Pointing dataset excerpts
++++++++
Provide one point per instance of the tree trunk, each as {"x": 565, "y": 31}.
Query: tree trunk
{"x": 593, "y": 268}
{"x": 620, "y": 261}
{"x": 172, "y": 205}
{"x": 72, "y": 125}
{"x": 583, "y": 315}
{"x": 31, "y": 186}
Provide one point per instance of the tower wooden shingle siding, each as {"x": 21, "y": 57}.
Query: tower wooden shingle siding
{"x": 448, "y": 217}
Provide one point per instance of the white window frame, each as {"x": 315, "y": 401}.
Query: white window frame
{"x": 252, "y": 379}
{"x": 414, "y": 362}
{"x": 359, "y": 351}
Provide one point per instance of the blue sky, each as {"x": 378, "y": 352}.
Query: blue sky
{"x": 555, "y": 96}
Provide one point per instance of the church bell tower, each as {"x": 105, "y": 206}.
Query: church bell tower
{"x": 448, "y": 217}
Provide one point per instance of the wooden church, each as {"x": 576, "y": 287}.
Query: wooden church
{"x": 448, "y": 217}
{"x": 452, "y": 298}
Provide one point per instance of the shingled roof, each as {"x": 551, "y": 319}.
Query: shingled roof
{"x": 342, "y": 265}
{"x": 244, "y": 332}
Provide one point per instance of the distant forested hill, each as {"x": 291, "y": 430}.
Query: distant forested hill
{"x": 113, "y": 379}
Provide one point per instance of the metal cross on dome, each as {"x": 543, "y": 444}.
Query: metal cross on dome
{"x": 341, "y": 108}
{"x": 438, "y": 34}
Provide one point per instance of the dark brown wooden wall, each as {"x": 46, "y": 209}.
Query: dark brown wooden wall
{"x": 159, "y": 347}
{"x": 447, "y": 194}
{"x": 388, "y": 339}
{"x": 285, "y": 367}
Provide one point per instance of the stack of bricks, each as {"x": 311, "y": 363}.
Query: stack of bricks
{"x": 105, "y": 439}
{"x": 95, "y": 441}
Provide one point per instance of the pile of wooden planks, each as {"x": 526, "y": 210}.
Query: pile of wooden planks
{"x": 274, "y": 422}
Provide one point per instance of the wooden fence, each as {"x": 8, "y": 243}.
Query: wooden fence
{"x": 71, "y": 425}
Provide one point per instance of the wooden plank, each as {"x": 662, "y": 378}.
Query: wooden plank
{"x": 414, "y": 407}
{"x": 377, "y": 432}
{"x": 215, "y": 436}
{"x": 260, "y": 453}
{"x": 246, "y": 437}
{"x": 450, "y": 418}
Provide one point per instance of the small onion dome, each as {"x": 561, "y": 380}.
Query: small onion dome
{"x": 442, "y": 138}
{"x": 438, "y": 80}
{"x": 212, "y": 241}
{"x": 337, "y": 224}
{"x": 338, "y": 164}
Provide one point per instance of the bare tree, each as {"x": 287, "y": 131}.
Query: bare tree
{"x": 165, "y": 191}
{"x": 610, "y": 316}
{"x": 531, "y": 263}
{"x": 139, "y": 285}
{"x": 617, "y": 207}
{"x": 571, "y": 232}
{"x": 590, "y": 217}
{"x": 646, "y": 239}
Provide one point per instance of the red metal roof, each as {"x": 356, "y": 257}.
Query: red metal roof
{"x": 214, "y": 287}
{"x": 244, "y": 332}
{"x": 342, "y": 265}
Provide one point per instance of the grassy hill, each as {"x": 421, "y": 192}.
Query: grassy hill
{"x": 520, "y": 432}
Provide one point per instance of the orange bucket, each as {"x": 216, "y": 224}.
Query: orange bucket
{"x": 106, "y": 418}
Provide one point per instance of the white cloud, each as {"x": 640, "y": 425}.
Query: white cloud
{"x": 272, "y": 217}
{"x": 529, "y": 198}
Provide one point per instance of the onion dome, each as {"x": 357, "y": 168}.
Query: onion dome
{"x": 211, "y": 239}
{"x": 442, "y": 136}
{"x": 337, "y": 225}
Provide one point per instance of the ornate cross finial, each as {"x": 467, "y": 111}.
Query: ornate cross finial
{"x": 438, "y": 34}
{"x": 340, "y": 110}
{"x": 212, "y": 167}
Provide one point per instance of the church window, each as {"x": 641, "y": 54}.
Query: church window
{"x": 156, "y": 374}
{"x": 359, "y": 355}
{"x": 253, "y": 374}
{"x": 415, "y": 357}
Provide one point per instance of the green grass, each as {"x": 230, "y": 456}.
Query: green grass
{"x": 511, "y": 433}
++++++++
Stated problem » Output every line of the records above without any change.

Exercise solution »
Provide one point per instance of the tree trunk, each as {"x": 565, "y": 31}.
Query: tree trunk
{"x": 593, "y": 268}
{"x": 620, "y": 261}
{"x": 172, "y": 205}
{"x": 72, "y": 125}
{"x": 583, "y": 315}
{"x": 31, "y": 186}
Provide one point per instance of the tower wooden shingle siding, each as {"x": 21, "y": 57}.
Query: tower wooden shingle siding
{"x": 448, "y": 217}
Provide one point per instance of the white window frame, each as {"x": 315, "y": 401}.
Query: white window frame
{"x": 252, "y": 379}
{"x": 414, "y": 362}
{"x": 359, "y": 351}
Provide one point per instance of the blue sky, each as {"x": 378, "y": 352}.
Query: blue sky
{"x": 555, "y": 96}
Provide one point per instance of the church bell tower, each as {"x": 105, "y": 206}.
Query: church bell tower
{"x": 448, "y": 217}
Provide one point per instance of the wooden church, each as {"x": 576, "y": 287}.
Query: wooden church
{"x": 448, "y": 217}
{"x": 452, "y": 298}
Provide one point per instance of the shingled roof, each as {"x": 551, "y": 319}.
Query: shingled roof
{"x": 342, "y": 265}
{"x": 244, "y": 332}
Provide one point per instance of the distant forested hill, each as {"x": 291, "y": 430}.
Query: distant forested hill
{"x": 113, "y": 379}
Provide one point per instance of the metal cross on dome, each as {"x": 543, "y": 444}.
Query: metal cross on dome
{"x": 341, "y": 108}
{"x": 438, "y": 34}
Provide one point per instance of the dark brown wooden wall, each as {"x": 46, "y": 209}.
Query: dark brown wooden wall
{"x": 159, "y": 347}
{"x": 447, "y": 194}
{"x": 388, "y": 339}
{"x": 285, "y": 367}
Provide one point per instance of the stack of bricks, each as {"x": 311, "y": 363}.
Query: stack of bricks
{"x": 105, "y": 439}
{"x": 95, "y": 441}
Provide one point per instance of the pile of wooden planks, each as {"x": 526, "y": 210}.
Query: pile of wooden planks
{"x": 274, "y": 422}
Provide one point per instance of the wooden fence, each as {"x": 8, "y": 243}.
Query: wooden fence
{"x": 71, "y": 425}
Provide one point per instance of the wooden plank, each as {"x": 662, "y": 378}.
Query: wooden plank
{"x": 414, "y": 407}
{"x": 377, "y": 432}
{"x": 215, "y": 436}
{"x": 260, "y": 453}
{"x": 246, "y": 437}
{"x": 450, "y": 418}
Provide one point per instance of the small onion dome, each as {"x": 561, "y": 380}.
Query: small onion dome
{"x": 442, "y": 138}
{"x": 438, "y": 80}
{"x": 212, "y": 241}
{"x": 337, "y": 224}
{"x": 338, "y": 164}
Provide one point per instance of the bare tree, each as {"x": 287, "y": 131}.
Query: bare tree
{"x": 165, "y": 191}
{"x": 610, "y": 316}
{"x": 531, "y": 263}
{"x": 139, "y": 285}
{"x": 617, "y": 207}
{"x": 571, "y": 232}
{"x": 590, "y": 217}
{"x": 646, "y": 239}
Provide one point per instance of the red metal roof, each as {"x": 356, "y": 257}.
Query: red metal roof
{"x": 214, "y": 287}
{"x": 244, "y": 332}
{"x": 342, "y": 265}
Provide one point per instance of the grassy hill, each as {"x": 421, "y": 192}.
Query: grassy hill
{"x": 520, "y": 432}
Provide one point per instance of the orange bucket, each as {"x": 216, "y": 224}.
Query: orange bucket
{"x": 106, "y": 418}
Provide one point per instance of the white cloud, each as {"x": 640, "y": 425}.
Query: white cloud
{"x": 272, "y": 217}
{"x": 529, "y": 198}
Provide one point per instance of the onion dome, each as {"x": 357, "y": 168}.
Query: onion dome
{"x": 211, "y": 239}
{"x": 442, "y": 136}
{"x": 337, "y": 225}
Provide one point per instance of the ornate cross finial, each as {"x": 467, "y": 111}.
Query: ornate cross finial
{"x": 438, "y": 34}
{"x": 340, "y": 110}
{"x": 212, "y": 167}
Provide one point per instance of the church window, each as {"x": 641, "y": 54}.
Query: church window
{"x": 156, "y": 374}
{"x": 359, "y": 355}
{"x": 253, "y": 374}
{"x": 415, "y": 357}
Provide one point per instance of the green grass, each as {"x": 230, "y": 456}.
Query: green grass
{"x": 511, "y": 433}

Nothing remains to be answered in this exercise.